===== Extrait choisi =====
Beaucoup sont assez délabrés
et c’est dommage car ils ont une belle valeur architecturale. D’autres sont devenus
propriété de la ville ou ont été aménagés en logements. Comme à chacune de nos
expéditions, nous commençons à ressentir la fatigue et nous sommes moins
attentifs. Cependant, nous avons un regain d’intérêt pour la visite du musée de
la vie bourguignonne avec la reconstitution d’une rue avec ses anciens
commerces. Nous retrouvons quelques souvenirs de notre enfance et nous pouvons mesurer à quel point notre vie
aura changé au cours d’à peine un siècle.
La journée s’achève, nous
regagnons les voitures. Magasins et cafés ont beau nous tendre les bras. Peu se
laisseront tenter, les activités de la journée ayant suffisamment usé nos
énergies.
Histoire de la Charteuse (source
Wikipédia)
La construction de la chartreuse est décidée par Philippe le Hardi et le chantier inauguré
au mois de septembre 1378.
===== Données présentées =====
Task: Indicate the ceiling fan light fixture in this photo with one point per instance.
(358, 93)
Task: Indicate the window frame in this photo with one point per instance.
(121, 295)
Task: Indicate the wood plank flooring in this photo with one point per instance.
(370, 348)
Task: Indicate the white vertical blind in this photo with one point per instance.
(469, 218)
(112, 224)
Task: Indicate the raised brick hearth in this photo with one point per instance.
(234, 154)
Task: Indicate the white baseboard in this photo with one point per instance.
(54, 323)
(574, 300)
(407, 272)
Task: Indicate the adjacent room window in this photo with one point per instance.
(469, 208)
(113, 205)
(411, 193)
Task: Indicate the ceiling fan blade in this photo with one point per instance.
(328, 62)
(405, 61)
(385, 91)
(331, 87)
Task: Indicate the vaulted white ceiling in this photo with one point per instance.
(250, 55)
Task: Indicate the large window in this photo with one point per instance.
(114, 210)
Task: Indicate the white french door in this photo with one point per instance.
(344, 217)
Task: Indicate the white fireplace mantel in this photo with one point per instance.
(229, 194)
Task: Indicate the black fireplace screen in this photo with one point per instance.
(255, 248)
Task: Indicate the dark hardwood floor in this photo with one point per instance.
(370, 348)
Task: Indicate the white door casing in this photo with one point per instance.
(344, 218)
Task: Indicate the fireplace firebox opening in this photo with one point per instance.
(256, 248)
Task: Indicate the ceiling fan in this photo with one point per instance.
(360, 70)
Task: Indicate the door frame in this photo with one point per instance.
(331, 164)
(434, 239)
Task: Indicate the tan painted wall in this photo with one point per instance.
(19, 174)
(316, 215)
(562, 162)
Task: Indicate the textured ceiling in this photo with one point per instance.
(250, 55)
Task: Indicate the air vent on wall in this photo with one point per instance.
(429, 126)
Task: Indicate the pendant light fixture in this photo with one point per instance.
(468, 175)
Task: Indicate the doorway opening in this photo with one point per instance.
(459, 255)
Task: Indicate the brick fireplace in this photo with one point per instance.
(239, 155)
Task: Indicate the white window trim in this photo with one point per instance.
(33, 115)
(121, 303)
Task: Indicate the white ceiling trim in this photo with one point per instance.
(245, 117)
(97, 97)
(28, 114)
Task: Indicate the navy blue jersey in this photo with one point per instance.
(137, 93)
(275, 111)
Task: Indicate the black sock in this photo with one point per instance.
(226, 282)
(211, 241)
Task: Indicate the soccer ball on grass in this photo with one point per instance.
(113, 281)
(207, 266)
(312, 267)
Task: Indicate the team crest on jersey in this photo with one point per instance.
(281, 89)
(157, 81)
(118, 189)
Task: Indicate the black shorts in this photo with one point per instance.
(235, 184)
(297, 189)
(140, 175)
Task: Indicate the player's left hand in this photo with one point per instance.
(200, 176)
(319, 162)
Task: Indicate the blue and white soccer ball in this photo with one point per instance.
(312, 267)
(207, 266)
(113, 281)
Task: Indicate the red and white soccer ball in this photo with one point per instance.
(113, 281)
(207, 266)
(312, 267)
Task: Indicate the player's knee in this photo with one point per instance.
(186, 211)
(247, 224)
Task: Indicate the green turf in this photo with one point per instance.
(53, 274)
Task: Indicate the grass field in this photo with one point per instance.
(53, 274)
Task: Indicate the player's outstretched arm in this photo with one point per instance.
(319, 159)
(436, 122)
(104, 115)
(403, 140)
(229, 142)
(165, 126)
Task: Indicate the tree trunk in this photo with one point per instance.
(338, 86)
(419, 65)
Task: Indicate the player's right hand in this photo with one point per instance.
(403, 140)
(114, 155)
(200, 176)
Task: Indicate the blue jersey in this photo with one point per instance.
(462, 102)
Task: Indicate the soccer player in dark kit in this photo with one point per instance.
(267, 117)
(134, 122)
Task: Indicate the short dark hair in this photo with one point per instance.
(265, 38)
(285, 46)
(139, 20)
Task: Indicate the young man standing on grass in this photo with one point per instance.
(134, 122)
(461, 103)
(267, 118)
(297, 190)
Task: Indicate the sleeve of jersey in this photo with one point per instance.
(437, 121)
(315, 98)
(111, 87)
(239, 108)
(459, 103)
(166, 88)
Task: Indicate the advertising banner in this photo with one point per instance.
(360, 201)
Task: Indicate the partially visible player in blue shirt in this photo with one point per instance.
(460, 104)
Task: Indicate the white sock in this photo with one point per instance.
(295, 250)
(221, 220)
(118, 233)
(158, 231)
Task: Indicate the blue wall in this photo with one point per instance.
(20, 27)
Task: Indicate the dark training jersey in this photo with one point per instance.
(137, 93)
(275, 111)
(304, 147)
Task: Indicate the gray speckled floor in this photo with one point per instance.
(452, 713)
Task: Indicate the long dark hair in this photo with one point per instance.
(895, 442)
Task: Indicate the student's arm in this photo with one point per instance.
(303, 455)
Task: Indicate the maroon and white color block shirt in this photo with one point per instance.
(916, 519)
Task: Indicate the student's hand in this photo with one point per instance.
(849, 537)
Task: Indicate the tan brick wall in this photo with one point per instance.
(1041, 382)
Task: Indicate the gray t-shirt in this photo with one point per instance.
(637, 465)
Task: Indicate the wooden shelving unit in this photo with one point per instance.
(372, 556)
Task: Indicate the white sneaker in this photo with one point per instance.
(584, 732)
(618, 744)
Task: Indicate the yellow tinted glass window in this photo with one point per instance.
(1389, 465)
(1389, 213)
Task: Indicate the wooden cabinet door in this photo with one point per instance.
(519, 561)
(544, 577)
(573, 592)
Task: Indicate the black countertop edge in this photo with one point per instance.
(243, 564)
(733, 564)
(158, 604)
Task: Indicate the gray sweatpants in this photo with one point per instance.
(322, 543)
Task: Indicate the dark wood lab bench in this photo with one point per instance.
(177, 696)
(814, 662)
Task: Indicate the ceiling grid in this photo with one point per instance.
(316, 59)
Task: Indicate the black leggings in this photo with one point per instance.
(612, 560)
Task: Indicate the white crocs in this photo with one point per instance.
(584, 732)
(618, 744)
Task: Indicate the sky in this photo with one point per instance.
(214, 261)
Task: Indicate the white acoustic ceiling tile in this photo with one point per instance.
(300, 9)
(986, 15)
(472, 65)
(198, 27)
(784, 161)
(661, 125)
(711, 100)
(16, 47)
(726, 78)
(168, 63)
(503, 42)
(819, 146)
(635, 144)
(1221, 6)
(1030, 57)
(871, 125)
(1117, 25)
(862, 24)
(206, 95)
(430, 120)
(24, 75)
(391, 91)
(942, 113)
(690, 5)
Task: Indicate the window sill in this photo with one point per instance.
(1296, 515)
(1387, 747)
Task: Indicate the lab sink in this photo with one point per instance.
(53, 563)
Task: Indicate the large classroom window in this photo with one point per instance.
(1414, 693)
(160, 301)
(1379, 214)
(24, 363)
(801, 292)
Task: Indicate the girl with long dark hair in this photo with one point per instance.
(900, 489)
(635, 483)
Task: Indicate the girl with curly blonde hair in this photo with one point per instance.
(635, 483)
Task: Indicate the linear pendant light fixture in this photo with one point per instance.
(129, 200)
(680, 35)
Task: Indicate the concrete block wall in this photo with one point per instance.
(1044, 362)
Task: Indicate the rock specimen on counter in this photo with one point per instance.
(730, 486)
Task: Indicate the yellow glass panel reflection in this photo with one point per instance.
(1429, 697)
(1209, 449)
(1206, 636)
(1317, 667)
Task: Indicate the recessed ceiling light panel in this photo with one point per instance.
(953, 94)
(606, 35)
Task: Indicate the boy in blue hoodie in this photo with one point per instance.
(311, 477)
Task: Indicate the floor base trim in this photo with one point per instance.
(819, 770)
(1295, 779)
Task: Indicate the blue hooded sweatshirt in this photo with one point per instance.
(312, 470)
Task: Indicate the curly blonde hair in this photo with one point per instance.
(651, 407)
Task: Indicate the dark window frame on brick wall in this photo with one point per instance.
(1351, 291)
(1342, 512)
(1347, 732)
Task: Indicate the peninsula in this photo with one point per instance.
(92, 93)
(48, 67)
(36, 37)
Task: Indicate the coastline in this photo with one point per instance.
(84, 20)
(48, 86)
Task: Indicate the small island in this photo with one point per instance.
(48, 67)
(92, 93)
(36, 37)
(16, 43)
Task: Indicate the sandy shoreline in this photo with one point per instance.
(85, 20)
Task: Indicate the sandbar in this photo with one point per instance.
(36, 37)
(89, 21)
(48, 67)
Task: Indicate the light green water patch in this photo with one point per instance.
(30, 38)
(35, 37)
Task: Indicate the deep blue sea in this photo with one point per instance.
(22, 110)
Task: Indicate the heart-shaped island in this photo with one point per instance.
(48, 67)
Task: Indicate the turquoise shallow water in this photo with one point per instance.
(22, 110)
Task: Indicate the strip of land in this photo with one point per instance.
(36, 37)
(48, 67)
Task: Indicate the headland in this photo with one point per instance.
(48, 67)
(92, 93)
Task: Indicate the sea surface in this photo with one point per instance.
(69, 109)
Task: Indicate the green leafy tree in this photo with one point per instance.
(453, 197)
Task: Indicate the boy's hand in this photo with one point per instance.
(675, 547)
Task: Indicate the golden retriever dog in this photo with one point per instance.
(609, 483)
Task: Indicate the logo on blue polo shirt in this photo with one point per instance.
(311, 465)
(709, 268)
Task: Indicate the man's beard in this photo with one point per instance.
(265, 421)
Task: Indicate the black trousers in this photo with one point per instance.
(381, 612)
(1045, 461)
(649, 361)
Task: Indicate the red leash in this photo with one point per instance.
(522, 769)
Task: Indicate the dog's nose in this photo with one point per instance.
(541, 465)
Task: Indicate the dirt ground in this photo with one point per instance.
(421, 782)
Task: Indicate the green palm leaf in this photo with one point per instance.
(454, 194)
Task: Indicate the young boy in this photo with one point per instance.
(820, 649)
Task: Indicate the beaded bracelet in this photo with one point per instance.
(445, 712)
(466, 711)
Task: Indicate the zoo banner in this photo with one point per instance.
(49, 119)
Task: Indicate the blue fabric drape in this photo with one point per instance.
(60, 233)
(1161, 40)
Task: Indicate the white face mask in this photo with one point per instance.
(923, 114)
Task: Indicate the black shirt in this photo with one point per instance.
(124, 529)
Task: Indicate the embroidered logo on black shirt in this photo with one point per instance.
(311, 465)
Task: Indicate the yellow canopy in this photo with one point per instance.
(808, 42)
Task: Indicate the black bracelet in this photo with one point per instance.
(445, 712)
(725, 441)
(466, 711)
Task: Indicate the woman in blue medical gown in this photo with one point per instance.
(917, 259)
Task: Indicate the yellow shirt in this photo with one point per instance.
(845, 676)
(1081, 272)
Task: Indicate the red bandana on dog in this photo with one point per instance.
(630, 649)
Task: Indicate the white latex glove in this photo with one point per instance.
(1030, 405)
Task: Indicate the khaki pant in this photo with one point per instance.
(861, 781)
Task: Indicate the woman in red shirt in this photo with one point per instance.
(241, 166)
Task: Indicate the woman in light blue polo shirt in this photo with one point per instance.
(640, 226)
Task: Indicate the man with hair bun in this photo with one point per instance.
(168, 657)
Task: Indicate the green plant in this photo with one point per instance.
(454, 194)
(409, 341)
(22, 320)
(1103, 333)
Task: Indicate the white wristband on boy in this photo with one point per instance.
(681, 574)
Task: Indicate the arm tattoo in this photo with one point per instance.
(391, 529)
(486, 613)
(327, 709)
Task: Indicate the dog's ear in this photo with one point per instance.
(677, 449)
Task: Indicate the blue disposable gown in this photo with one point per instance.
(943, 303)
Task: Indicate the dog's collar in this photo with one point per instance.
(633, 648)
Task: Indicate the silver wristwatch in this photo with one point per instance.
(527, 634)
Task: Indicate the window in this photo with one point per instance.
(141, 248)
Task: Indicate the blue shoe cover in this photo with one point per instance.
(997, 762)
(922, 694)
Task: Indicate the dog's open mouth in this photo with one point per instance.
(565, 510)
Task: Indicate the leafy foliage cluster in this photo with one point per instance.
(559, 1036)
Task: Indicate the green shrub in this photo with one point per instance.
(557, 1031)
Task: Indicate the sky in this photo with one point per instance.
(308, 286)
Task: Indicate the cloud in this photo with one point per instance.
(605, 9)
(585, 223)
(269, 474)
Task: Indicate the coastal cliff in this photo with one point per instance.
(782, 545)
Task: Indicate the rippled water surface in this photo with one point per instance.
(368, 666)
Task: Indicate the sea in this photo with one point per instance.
=====
Consigne =
Recopiez intégralement l'extrait choisi, sans en modifier un seul mot.

Réponse attendue =
Beaucoup sont assez délabrés
et c’est dommage car ils ont une belle valeur architecturale. D’autres sont devenus
propriété de la ville ou ont été aménagés en logements. Comme à chacune de nos
expéditions, nous commençons à ressentir la fatigue et nous sommes moins
attentifs. Cependant, nous avons un regain d’intérêt pour la visite du musée de
la vie bourguignonne avec la reconstitution d’une rue avec ses anciens
commerces. Nous retrouvons quelques souvenirs de notre enfance et nous pouvons mesurer à quel point notre vie
aura changé au cours d’à peine un siècle.
La journée s’achève, nous
regagnons les voitures. Magasins et cafés ont beau nous tendre les bras. Peu se
laisseront tenter, les activités de la journée ayant suffisamment usé nos
énergies.
Histoire de la Charteuse (source
Wikipédia)
La construction de la chartreuse est décidée par Philippe le Hardi et le chantier inauguré
au mois de septembre 1378.